■ **Text extract**:
# Question about males and females and playtime



## SnufflePuff (Apr 16, 2009)

I was just curious (once all my hedgehogs have been deemed 100% healthy again) how do owners on here with males and females coordinate playtime? I have only ever had the two girls so I've never had this problem before, as the girls normally play together. 

I have a plastic kiddie pool set up as a playpen, would Oakley (boy) and Puff and Chloe (girls) be able to use this playpen (at different times of course - I am never ever putting my boy anywhere near my girls!) or would they smell the opposite sex on the pool/toys and would this stress them out?

I also have a wire playpen I can set up. Would it be safe for Oakley to be in the pool (he hasn't been able to climb the sides as of yet) at the same time that Puff and Chloe were in the wire playpen (across the room)? 

Obviously if I was watching them 100% of the time this would be safe, but I'm just wondeirng because I do my homework in the same room, would I be able to do my work and only half watch the hedgehogs, or would I have to watch them like a hawk in case Oakley somehow managed to scale the pool and then scale the wire playpen? He's not a climber, but I'm sure it's still possible...

Is there a better/safer way to have all the hedgies out at the same time? Or do you have to just do males and females separately?

I do NOT want my girls to get pregnant, but I still want to make sure everyone is getting enough out-of-cage activity, and this might be tricky to do if I have to have separate playtimes. 

Any advice?


----------



## krbshappy71 (Jul 17, 2009)

I don't have mixed company but I'd try to come up with a creative barrier on the off-chance that Quigley did escape from the pool. He doesn't now, but if he's closer to the females during play time I don't know if their scent would encourage him.

Can you put stacks of books taller than Quigley around the border of the pool or playpen? Cardboard box that is taller around either the border of the pool or playpen? Just one divider around whichever one you think is easier for him to get past. The noise of him trying to climb up the divider would hopefully be an alert to you.

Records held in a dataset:

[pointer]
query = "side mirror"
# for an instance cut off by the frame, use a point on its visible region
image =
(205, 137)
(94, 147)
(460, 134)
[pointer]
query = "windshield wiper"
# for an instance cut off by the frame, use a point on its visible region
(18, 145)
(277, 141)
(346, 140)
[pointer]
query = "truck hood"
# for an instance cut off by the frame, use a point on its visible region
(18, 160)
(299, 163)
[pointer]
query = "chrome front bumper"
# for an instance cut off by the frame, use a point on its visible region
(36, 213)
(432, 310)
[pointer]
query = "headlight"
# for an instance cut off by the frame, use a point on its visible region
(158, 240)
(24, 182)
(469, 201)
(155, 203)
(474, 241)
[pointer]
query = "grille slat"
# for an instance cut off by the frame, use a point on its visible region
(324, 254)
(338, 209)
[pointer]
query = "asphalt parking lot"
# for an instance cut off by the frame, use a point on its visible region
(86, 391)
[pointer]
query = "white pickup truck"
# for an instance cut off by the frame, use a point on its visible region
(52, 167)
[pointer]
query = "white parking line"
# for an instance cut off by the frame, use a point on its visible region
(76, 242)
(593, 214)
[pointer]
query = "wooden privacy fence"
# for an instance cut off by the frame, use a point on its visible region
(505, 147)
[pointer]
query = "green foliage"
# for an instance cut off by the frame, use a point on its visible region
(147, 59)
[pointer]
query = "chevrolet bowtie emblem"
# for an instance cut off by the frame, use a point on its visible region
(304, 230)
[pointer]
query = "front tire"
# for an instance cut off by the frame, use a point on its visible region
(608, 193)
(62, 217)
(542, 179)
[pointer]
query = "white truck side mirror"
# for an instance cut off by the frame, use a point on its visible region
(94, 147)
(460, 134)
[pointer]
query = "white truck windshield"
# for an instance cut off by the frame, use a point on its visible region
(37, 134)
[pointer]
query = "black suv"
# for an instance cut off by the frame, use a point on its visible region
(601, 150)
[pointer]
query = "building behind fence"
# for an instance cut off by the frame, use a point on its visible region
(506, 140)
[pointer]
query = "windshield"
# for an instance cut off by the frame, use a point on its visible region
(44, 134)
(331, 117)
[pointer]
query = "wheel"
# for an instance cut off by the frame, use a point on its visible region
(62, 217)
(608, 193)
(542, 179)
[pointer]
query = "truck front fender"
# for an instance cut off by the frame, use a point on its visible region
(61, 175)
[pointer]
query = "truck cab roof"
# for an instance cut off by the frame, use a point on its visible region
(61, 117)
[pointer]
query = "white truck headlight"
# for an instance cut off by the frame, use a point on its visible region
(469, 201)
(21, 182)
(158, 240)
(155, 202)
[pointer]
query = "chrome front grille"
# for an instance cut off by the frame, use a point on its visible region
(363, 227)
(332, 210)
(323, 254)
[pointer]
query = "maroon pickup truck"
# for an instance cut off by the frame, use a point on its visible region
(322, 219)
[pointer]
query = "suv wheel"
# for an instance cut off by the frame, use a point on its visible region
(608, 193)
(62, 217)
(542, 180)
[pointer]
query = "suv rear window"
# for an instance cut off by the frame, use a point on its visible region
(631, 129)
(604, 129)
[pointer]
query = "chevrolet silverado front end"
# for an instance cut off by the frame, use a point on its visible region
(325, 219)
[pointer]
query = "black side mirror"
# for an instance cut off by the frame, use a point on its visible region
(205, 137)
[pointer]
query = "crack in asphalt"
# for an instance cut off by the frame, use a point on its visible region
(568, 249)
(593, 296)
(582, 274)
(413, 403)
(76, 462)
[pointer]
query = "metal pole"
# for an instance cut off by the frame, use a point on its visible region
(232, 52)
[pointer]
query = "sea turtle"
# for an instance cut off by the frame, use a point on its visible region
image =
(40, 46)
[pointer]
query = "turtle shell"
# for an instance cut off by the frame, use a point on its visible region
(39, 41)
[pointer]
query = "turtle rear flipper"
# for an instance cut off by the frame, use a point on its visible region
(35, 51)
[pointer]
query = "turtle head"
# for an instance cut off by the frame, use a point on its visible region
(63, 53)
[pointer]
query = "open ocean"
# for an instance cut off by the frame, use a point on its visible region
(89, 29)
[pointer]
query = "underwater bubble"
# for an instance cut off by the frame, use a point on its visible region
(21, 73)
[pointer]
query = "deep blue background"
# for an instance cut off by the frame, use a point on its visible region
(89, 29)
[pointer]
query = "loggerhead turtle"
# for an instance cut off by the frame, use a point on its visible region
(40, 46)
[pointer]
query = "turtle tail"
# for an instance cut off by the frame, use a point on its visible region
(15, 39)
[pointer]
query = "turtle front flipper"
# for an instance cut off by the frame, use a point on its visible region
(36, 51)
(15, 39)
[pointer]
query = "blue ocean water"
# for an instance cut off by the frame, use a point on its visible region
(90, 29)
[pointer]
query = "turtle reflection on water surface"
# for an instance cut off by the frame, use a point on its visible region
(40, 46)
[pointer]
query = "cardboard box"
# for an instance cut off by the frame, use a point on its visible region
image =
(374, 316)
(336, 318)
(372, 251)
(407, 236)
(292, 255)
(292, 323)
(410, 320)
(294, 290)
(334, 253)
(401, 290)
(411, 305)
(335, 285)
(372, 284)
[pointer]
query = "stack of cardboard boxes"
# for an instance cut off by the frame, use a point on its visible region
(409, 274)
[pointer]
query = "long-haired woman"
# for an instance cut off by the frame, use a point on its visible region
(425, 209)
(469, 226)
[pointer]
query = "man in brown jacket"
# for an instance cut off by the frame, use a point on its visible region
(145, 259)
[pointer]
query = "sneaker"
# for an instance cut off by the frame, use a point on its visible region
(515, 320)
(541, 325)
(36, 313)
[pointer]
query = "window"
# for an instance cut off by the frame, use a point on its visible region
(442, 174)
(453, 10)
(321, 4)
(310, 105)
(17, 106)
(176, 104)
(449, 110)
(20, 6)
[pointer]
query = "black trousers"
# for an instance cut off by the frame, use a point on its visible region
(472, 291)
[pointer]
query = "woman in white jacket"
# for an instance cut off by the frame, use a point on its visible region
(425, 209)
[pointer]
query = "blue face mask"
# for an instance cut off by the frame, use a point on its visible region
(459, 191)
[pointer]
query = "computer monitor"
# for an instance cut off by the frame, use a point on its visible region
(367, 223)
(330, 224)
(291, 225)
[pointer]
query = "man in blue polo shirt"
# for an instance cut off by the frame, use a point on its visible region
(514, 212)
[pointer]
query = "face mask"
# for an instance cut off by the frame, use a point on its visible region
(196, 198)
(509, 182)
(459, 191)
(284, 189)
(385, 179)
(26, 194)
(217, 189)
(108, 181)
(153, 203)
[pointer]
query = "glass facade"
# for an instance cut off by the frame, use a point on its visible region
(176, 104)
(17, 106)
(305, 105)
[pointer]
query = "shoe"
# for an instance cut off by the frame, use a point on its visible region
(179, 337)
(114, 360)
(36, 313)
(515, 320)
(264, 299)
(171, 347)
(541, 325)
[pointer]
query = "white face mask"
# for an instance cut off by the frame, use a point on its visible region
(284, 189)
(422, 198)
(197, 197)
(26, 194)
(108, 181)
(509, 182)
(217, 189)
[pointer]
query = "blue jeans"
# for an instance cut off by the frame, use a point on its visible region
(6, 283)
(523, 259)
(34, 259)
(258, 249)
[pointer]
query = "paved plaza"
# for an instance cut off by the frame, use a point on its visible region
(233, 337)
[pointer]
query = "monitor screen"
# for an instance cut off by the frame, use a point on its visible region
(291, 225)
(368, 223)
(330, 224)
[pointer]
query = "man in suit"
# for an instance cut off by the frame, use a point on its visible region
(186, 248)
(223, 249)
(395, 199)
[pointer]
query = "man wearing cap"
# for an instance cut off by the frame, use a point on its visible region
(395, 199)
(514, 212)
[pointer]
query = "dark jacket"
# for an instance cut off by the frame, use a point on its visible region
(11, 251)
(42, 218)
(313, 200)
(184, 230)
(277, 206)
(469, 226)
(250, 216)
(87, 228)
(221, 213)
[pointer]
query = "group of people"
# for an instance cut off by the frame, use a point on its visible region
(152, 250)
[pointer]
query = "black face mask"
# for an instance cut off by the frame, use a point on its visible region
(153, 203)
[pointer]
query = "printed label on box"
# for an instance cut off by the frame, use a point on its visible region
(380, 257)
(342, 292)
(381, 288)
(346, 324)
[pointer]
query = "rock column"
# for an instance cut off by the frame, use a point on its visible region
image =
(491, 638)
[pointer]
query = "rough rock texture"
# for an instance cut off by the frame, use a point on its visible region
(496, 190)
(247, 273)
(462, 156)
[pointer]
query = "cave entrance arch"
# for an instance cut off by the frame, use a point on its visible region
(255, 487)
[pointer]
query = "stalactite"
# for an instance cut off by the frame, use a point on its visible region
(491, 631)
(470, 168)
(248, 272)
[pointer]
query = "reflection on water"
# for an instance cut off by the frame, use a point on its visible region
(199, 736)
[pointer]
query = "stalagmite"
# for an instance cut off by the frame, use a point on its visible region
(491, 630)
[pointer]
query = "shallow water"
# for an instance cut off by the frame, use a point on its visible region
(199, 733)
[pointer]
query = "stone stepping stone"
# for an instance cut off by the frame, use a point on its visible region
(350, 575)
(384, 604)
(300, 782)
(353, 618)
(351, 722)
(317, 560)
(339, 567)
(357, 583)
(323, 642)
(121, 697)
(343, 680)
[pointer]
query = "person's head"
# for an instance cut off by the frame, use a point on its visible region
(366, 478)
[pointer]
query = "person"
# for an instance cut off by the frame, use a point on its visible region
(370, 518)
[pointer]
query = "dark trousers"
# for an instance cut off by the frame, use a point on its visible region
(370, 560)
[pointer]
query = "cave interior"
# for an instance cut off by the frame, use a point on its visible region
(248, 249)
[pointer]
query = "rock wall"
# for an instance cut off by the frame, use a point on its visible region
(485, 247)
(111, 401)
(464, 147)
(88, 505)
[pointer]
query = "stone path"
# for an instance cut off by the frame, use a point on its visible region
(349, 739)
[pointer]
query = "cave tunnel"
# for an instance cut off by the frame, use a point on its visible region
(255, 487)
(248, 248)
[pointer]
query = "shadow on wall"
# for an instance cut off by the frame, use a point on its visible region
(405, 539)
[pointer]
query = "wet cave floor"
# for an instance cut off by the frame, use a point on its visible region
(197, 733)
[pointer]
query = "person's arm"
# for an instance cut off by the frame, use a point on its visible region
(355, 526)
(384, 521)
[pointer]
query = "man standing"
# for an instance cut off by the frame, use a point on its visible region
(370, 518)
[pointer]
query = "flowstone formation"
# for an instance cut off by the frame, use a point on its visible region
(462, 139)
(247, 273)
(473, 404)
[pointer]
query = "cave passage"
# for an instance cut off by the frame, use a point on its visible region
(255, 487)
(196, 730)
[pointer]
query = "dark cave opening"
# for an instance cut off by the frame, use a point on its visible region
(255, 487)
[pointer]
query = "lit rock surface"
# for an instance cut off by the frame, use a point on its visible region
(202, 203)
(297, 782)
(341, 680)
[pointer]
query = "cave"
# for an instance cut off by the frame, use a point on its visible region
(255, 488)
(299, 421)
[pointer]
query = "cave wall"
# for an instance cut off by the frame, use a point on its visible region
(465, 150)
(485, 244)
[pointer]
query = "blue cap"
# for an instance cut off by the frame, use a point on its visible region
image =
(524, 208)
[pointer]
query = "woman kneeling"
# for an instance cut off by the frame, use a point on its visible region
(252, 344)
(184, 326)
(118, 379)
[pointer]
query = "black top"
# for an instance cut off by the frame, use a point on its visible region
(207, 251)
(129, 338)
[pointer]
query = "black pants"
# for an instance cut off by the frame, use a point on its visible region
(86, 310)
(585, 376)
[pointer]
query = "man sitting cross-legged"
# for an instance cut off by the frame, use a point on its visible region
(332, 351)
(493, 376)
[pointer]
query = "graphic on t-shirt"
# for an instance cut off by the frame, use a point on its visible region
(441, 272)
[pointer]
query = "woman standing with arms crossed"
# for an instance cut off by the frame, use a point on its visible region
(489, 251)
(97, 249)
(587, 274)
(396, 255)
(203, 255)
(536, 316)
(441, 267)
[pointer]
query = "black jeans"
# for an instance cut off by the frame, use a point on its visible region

■ **Problems to work on**:
1. In the hedgehog playtime thread, can you put "the male" in place of "Oakley" and give the passage again, starting at "I also have" and ending at "and females separately?"?
2. Can you condense the paragraph of the hedgehog playtime thread that begins "Obviously if I was watching them" into a shorter version that keeps its main points?

■ **Solutions to the exercise**:
1.
I also have a wire playpen I can set up. Would it be safe for the male to be in the pool (he hasn't been able to climb the sides as of yet) at the same time that Puff and Chloe were in the wire playpen (across the room)? 

Obviously if I was watching them 100% of the time this would be safe, but I'm just wondeirng because I do my homework in the same room, would I be able to do my work and only half watch the hedgehogs, or would I have to watch them like a hawk in case the male somehow managed to scale the pool and then scale the wire playpen? He's not a climber, but I'm sure it's still possible...

Is there a better/safer way to have all the hedgies out at the same time? Or do you have to just do males and females separately?

2. Constant supervision would make this safe, but since I do homework in the same room, could I half-watch the hedgehogs, or must I watch closely in case Oakley climbs out of the pool and over the wire playpen? He isn't a climber, though it still seems possible.